== Problem requirements ==
In the records below, find the line containing "Each instance of". Restate it and all the lines after it exactly, and omit the rest.

== Input material ==
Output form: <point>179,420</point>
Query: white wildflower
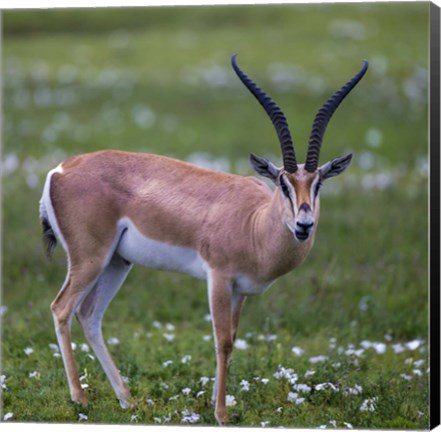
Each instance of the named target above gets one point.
<point>352,351</point>
<point>156,324</point>
<point>323,386</point>
<point>302,388</point>
<point>113,341</point>
<point>245,385</point>
<point>318,359</point>
<point>241,344</point>
<point>230,400</point>
<point>297,351</point>
<point>294,397</point>
<point>379,347</point>
<point>366,344</point>
<point>369,404</point>
<point>169,336</point>
<point>398,348</point>
<point>204,380</point>
<point>413,345</point>
<point>287,373</point>
<point>354,390</point>
<point>406,377</point>
<point>190,417</point>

== Solution to this exercise ==
Each instance of the named target above gets one point.
<point>352,351</point>
<point>156,324</point>
<point>323,386</point>
<point>302,388</point>
<point>113,341</point>
<point>245,385</point>
<point>318,359</point>
<point>241,344</point>
<point>230,400</point>
<point>297,351</point>
<point>294,397</point>
<point>379,347</point>
<point>366,344</point>
<point>369,404</point>
<point>169,336</point>
<point>398,348</point>
<point>204,380</point>
<point>413,345</point>
<point>287,373</point>
<point>354,390</point>
<point>406,377</point>
<point>190,417</point>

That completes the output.